MATERIAL PROVIDED:
§ §
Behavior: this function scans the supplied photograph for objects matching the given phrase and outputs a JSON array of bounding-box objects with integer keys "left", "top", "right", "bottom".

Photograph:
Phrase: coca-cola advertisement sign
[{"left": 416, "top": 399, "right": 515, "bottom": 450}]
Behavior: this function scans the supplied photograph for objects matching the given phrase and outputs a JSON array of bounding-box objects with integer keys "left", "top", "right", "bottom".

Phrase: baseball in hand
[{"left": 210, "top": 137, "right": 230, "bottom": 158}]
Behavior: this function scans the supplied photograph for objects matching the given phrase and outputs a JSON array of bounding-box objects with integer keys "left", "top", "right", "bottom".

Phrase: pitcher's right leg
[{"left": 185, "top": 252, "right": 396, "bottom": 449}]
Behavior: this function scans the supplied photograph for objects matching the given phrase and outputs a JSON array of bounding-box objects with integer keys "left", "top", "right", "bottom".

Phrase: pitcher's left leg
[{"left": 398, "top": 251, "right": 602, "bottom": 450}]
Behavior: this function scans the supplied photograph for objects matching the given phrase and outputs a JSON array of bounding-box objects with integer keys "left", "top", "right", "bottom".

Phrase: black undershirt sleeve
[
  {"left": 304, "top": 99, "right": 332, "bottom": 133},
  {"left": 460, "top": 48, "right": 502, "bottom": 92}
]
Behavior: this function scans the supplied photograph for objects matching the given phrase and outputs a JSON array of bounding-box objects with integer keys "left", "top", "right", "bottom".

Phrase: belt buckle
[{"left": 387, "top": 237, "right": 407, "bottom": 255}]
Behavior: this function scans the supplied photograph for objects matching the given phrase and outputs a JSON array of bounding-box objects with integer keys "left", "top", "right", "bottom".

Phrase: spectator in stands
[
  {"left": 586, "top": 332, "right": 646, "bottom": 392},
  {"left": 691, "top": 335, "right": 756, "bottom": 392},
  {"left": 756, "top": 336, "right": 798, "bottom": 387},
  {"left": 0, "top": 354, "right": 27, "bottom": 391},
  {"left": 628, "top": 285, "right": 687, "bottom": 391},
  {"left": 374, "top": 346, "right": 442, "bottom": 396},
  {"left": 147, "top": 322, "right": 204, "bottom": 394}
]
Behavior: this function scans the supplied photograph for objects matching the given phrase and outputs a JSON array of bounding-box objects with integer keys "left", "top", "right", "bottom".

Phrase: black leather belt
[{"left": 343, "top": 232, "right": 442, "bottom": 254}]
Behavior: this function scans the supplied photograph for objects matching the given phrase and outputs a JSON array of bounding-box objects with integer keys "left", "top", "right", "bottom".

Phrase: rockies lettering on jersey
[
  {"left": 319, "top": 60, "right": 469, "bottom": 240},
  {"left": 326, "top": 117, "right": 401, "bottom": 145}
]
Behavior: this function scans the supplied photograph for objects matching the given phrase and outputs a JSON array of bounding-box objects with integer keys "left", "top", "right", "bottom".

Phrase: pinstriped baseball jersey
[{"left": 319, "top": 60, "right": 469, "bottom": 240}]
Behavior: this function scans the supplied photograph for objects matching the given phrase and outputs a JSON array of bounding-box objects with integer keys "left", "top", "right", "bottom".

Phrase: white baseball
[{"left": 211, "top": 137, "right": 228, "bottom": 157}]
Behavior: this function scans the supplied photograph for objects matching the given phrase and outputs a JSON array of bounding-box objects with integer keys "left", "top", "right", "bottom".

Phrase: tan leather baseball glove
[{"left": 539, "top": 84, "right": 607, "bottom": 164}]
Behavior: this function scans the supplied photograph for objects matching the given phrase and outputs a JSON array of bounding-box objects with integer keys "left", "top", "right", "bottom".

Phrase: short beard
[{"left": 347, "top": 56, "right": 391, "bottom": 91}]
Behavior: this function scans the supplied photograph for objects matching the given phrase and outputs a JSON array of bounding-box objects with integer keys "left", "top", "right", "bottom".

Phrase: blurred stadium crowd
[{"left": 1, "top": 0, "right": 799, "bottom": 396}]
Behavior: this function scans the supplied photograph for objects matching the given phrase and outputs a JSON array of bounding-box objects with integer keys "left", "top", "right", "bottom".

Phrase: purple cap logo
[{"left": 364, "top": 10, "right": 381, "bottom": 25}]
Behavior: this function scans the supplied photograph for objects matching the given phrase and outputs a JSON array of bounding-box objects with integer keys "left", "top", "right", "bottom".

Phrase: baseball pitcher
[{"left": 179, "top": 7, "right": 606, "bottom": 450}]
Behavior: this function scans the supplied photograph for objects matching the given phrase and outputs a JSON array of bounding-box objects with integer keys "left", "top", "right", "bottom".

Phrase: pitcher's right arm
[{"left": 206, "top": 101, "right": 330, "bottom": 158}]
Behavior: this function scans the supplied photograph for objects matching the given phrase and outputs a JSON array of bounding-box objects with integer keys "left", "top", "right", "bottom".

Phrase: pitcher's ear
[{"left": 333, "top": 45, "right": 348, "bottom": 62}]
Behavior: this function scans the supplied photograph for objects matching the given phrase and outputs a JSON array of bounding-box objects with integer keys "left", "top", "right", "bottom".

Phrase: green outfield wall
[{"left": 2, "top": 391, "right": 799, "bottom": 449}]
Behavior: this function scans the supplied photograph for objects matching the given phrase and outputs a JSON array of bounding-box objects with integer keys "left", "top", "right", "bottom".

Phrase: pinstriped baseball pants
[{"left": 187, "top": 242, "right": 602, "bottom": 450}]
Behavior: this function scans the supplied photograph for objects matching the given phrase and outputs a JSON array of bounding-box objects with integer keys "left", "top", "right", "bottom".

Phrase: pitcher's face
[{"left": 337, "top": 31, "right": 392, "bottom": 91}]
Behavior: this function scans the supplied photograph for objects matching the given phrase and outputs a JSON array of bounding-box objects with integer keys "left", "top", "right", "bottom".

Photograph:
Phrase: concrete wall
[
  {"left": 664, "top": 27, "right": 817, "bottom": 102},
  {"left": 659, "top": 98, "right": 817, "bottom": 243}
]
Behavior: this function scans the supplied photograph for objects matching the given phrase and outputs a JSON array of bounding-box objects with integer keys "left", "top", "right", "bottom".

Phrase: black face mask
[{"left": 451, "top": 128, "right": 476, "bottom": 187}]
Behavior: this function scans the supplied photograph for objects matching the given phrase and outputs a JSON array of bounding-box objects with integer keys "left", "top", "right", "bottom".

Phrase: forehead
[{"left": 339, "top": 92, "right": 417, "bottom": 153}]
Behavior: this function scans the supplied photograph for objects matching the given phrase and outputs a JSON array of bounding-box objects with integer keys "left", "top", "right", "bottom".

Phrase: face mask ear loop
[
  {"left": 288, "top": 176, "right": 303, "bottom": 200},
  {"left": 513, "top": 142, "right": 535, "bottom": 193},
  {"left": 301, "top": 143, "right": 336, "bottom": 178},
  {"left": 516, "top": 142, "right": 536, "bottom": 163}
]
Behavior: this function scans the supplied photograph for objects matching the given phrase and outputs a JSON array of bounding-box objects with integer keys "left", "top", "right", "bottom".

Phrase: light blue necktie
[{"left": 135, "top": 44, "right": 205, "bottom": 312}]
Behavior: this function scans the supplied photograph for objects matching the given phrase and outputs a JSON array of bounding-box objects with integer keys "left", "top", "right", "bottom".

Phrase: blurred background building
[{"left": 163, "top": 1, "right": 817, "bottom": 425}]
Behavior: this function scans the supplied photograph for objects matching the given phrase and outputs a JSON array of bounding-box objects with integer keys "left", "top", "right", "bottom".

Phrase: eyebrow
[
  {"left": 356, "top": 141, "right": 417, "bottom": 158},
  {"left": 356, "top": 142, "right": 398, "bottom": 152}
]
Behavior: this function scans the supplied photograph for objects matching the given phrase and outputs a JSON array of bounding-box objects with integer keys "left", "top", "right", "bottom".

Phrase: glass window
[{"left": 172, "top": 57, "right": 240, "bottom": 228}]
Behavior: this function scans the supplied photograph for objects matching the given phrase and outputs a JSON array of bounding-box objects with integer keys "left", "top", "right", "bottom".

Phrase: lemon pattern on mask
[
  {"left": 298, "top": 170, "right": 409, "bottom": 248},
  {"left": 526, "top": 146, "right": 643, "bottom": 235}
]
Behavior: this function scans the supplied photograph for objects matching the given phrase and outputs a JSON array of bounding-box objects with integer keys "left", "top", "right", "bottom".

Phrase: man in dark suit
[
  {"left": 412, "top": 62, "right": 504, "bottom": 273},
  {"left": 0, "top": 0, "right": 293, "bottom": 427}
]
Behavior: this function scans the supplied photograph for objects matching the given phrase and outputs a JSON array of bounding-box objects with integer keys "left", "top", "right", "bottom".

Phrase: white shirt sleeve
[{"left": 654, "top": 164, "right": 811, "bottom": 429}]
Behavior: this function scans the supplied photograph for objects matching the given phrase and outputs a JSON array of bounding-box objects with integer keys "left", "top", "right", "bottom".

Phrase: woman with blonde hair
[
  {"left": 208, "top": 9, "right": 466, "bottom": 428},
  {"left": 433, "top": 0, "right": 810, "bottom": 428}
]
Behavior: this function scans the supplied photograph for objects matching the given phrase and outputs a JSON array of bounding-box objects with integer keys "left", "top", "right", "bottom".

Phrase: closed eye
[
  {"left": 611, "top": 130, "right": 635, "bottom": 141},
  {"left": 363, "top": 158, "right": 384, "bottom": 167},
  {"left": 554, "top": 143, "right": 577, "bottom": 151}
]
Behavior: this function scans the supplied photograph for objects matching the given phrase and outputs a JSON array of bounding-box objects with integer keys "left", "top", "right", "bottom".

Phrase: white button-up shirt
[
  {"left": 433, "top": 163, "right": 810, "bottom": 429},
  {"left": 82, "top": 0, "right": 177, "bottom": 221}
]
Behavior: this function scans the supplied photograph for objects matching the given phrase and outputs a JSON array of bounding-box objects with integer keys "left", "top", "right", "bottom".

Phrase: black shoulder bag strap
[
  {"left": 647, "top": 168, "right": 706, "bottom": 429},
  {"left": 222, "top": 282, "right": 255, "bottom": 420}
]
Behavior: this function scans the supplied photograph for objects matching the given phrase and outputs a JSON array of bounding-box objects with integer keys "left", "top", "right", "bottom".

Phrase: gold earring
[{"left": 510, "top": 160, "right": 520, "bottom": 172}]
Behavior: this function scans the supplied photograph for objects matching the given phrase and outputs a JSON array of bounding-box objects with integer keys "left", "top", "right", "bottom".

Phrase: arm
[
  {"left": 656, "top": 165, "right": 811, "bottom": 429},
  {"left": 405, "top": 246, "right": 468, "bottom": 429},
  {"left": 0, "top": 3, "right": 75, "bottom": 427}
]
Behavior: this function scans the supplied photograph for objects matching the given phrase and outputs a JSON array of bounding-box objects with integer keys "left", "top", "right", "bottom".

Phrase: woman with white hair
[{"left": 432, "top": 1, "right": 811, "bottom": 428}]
§ §
REQUIRED WORK:
Your output should be an exact copy of every line from the one containing "Phrase: gold earring" through the end of the records.

SOLUTION BELOW:
Phrase: gold earring
[{"left": 510, "top": 160, "right": 520, "bottom": 172}]
Behavior: this function scans the supplied photograph for objects matching the given phrase and outputs a JSON array of bounding-box objects with integer keys "left", "top", "right", "bottom".

Phrase: arm
[
  {"left": 656, "top": 165, "right": 811, "bottom": 429},
  {"left": 405, "top": 246, "right": 468, "bottom": 429},
  {"left": 0, "top": 3, "right": 75, "bottom": 427}
]
Behavior: this function scans the supplied photograph for objects matching the given phrase and outputs a JSON array of bounding-box objects with integer keys "left", "top", "right", "bottom".

Phrase: woman with white hair
[{"left": 432, "top": 1, "right": 811, "bottom": 428}]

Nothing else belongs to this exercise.